▶ **THE PROBLEM**
The entries should be written out again exactly as they read.

----

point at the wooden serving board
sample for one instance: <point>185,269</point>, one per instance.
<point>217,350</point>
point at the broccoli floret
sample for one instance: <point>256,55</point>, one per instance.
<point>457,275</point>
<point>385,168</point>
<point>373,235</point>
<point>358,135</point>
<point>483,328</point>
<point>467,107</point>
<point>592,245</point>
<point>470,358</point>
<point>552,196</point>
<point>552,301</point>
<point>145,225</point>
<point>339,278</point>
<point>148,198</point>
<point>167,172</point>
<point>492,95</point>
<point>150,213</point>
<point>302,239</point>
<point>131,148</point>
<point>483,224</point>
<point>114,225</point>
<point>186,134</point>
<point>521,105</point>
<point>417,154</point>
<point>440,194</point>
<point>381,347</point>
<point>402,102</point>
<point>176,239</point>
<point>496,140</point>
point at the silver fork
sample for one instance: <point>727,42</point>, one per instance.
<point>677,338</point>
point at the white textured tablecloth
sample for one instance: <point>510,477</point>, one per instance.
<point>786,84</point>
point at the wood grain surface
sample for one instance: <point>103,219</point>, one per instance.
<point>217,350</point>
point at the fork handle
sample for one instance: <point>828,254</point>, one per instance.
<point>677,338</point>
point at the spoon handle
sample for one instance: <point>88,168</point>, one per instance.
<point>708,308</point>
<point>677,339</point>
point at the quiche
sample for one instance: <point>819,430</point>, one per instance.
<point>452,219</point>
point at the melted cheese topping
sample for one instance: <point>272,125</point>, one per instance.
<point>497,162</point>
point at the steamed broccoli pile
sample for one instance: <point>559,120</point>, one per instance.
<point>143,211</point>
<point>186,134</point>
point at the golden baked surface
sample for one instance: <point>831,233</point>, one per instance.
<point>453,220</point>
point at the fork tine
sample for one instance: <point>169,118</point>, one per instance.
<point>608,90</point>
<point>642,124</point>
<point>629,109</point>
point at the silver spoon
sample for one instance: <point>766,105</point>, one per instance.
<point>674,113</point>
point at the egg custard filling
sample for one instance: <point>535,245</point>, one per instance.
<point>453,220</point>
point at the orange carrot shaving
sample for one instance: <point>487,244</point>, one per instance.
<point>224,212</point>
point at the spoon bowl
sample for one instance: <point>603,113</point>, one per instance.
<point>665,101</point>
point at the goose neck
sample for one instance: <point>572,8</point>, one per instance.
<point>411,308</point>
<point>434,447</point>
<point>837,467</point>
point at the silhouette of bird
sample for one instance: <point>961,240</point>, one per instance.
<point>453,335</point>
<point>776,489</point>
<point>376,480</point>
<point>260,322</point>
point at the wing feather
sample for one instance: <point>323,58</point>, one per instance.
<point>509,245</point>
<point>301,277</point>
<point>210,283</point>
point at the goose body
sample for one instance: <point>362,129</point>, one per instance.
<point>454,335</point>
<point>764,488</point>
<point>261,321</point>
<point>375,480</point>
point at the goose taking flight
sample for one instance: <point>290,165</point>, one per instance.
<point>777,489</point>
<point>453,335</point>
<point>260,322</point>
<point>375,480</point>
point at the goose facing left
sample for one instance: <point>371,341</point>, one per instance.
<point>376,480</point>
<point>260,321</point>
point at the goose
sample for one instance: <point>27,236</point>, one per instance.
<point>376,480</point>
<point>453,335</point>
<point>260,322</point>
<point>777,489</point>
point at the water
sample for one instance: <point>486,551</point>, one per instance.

----

▶ **TASK ANSWER**
point at the wooden serving board
sample for one instance: <point>185,269</point>, one per instance.
<point>217,350</point>
point at the broccoli floret
sample for one instance: <point>256,55</point>, one per instance.
<point>457,275</point>
<point>385,168</point>
<point>373,235</point>
<point>358,135</point>
<point>483,328</point>
<point>467,107</point>
<point>592,245</point>
<point>470,358</point>
<point>552,196</point>
<point>552,301</point>
<point>145,225</point>
<point>339,278</point>
<point>148,198</point>
<point>167,172</point>
<point>492,95</point>
<point>150,213</point>
<point>302,239</point>
<point>131,148</point>
<point>483,224</point>
<point>114,225</point>
<point>186,134</point>
<point>521,105</point>
<point>417,154</point>
<point>440,194</point>
<point>381,347</point>
<point>402,102</point>
<point>176,239</point>
<point>496,140</point>
point at the silver fork
sample for one instance: <point>727,42</point>, one per instance.
<point>677,338</point>
point at the white textured tablecloth
sample for one instance: <point>510,477</point>, one per instance.
<point>786,84</point>
point at the wood grain surface
sample for one instance: <point>103,219</point>, one per instance.
<point>217,350</point>
point at the fork handle
sample for one instance: <point>828,254</point>, one per instance.
<point>677,338</point>
point at the spoon handle
sample for one instance: <point>88,168</point>, one per instance.
<point>708,308</point>
<point>677,339</point>
point at the quiche
sample for one instance: <point>819,430</point>, one per instance.
<point>452,219</point>
point at the melted cheese topping
sample for one instance: <point>272,125</point>, one per instance.
<point>497,162</point>
point at the steamed broccoli pile
sample for one instance: <point>559,120</point>, one per instance.
<point>143,211</point>
<point>186,134</point>
point at the golden baked surface
sample for one instance: <point>831,233</point>, one per instance.
<point>453,220</point>
point at the fork tine
sample for one instance: <point>169,118</point>, one per instance.
<point>608,90</point>
<point>642,124</point>
<point>629,109</point>
point at the silver spoon
sample for one instance: <point>766,105</point>, one per instance.
<point>674,113</point>
point at the egg custard filling
sample for one instance: <point>535,245</point>, one per instance.
<point>453,220</point>
point at the orange carrot shaving
sample for one instance: <point>487,244</point>, one per instance.
<point>224,212</point>
point at the spoon bowl
sample for one instance: <point>603,113</point>, one per instance.
<point>665,101</point>
point at the goose neck
sample for one instance: <point>572,8</point>, one per instance.
<point>411,308</point>
<point>434,447</point>
<point>837,467</point>
point at the silhouette of bird
sample for one instance: <point>961,240</point>, one per instance.
<point>453,335</point>
<point>776,489</point>
<point>376,480</point>
<point>260,322</point>
point at the wing feather
sample for one instance: <point>323,58</point>, one per instance.
<point>509,245</point>
<point>301,277</point>
<point>210,283</point>
point at the goose body
sample for one instance: <point>362,129</point>, one per instance.
<point>454,335</point>
<point>764,488</point>
<point>261,321</point>
<point>375,480</point>
point at the goose taking flight
sample for one instance: <point>290,165</point>, one per instance.
<point>777,489</point>
<point>453,335</point>
<point>260,322</point>
<point>375,480</point>
point at the goose facing left
sample for one instance: <point>371,341</point>, one per instance.
<point>376,480</point>
<point>260,321</point>
point at the goose
sample for one instance: <point>27,236</point>, one per instance.
<point>376,480</point>
<point>453,335</point>
<point>260,322</point>
<point>777,489</point>
point at the water
sample for one instance: <point>486,551</point>, one per instance.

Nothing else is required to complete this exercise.